■ **Input**:
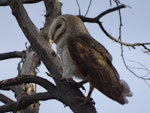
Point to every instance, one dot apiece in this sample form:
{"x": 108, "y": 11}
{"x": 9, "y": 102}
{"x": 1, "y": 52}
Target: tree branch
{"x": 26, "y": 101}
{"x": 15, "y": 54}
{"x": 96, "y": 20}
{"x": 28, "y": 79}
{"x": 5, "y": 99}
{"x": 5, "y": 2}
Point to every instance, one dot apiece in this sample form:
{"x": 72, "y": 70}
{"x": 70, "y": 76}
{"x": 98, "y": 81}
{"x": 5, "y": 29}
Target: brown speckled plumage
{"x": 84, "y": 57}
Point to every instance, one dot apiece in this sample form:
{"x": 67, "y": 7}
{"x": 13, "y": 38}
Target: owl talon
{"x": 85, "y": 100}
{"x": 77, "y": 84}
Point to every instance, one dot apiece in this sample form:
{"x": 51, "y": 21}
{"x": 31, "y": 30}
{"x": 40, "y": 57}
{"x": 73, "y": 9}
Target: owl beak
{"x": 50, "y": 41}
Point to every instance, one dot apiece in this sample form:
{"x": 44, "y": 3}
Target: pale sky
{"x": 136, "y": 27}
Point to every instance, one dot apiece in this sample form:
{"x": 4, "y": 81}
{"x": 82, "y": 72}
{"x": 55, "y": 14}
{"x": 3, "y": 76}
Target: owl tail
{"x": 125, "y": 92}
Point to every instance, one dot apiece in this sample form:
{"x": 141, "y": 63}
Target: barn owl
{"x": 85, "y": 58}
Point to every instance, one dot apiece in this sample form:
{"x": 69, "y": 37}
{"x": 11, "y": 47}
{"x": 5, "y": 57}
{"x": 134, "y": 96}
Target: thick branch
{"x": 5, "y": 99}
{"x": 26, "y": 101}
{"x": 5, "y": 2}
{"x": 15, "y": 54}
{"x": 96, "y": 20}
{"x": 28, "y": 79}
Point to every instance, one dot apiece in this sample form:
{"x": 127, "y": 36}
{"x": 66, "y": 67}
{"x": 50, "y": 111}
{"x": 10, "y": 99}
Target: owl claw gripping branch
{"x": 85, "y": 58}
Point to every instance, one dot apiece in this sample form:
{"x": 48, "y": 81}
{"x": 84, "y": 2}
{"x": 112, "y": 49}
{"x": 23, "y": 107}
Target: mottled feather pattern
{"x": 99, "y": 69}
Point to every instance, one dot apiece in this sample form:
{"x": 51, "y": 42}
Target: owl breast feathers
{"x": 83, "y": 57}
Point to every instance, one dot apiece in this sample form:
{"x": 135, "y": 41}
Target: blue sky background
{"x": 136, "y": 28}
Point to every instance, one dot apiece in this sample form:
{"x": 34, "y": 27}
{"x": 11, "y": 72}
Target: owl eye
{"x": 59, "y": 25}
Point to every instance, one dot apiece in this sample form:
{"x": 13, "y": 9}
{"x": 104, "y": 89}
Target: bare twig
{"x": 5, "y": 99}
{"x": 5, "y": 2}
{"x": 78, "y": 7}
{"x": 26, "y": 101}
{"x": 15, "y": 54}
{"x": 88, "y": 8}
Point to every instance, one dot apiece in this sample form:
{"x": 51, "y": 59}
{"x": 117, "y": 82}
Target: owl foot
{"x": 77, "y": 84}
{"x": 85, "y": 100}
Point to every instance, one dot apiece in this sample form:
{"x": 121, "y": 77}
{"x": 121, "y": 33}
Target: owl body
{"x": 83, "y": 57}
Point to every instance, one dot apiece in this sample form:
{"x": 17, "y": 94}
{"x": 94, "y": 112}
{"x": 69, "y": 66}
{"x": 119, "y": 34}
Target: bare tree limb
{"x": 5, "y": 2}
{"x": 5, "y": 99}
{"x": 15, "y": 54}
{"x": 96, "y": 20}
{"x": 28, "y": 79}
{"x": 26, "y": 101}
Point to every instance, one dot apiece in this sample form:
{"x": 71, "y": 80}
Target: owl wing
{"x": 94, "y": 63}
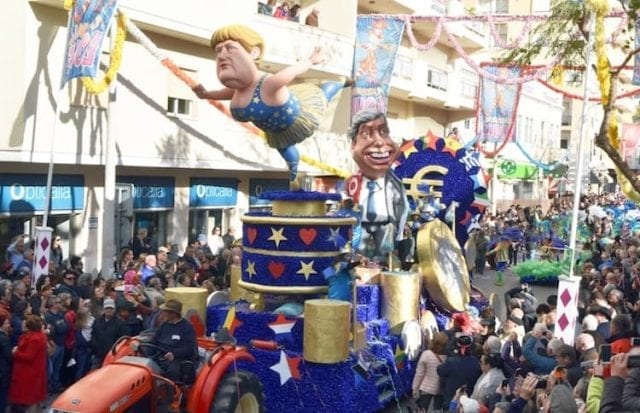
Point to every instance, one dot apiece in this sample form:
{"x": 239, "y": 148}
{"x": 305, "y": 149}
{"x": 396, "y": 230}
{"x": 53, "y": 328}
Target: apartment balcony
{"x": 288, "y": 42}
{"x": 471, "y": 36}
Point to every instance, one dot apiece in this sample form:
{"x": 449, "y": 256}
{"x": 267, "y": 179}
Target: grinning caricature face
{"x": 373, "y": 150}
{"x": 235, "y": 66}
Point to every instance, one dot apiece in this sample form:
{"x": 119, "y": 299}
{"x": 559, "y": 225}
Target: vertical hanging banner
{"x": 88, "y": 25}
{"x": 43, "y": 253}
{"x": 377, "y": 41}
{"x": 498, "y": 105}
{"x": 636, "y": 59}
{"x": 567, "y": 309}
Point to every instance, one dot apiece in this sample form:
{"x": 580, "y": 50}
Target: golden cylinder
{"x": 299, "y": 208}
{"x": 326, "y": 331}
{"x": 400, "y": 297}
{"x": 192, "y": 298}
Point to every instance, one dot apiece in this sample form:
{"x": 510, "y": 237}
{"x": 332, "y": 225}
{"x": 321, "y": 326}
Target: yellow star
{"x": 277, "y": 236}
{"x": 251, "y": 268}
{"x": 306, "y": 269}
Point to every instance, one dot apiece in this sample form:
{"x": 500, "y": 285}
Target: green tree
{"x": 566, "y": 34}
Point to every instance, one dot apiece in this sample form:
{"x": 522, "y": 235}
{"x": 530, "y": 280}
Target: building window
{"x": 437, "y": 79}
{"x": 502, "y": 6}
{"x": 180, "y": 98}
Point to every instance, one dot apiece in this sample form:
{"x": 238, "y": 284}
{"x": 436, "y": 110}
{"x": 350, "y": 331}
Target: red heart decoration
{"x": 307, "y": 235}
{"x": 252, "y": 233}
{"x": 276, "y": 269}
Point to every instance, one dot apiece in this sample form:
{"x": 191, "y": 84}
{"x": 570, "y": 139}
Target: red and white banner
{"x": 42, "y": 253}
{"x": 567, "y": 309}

...

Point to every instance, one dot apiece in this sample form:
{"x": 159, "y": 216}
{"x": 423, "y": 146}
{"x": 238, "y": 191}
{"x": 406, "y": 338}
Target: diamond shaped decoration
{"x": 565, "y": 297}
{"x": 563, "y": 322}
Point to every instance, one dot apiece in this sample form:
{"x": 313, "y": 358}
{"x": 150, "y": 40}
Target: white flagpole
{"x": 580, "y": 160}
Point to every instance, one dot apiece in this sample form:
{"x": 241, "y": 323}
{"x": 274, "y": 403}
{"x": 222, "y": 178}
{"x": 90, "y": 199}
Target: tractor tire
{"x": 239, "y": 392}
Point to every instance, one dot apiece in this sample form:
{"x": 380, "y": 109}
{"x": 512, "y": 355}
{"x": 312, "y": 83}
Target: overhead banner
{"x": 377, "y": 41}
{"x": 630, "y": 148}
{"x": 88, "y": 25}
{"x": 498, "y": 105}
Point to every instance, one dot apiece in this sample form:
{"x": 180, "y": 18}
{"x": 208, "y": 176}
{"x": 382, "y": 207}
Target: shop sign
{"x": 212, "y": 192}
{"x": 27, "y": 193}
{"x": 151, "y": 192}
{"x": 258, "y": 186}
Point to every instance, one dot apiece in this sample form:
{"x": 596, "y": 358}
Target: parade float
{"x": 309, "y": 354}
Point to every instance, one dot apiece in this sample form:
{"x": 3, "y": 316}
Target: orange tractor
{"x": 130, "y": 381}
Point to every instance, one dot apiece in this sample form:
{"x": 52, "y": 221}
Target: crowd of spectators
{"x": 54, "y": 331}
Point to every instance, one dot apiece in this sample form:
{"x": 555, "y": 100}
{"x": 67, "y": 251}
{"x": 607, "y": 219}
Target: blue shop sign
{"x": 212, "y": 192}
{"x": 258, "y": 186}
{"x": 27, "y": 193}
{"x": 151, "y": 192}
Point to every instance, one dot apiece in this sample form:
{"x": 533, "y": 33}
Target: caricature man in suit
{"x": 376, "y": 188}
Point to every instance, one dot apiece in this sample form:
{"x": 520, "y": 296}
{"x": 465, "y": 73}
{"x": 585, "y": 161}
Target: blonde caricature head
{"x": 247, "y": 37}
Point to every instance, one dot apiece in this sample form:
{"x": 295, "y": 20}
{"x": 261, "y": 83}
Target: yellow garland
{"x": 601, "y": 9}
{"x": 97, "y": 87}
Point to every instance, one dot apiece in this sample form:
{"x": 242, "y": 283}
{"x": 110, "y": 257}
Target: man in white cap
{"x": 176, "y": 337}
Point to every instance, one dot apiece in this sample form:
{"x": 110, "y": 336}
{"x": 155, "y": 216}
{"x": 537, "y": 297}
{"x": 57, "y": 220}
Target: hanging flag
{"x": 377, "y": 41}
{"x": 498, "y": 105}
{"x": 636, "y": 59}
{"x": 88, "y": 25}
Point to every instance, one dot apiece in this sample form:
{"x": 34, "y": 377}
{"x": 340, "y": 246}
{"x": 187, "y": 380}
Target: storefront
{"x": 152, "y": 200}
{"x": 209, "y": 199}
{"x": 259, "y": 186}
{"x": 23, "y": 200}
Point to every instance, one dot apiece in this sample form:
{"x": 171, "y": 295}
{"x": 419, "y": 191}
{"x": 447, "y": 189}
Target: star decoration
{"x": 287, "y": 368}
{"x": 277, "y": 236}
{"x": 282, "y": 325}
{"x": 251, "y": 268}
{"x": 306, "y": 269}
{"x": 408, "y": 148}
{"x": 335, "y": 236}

■ **What this task involves**: Pick out every line in the records above that contains the word "hanging", and copy each of those lines.

■ **Complete answer**:
Target: vertical hanging banner
Target: hanging flag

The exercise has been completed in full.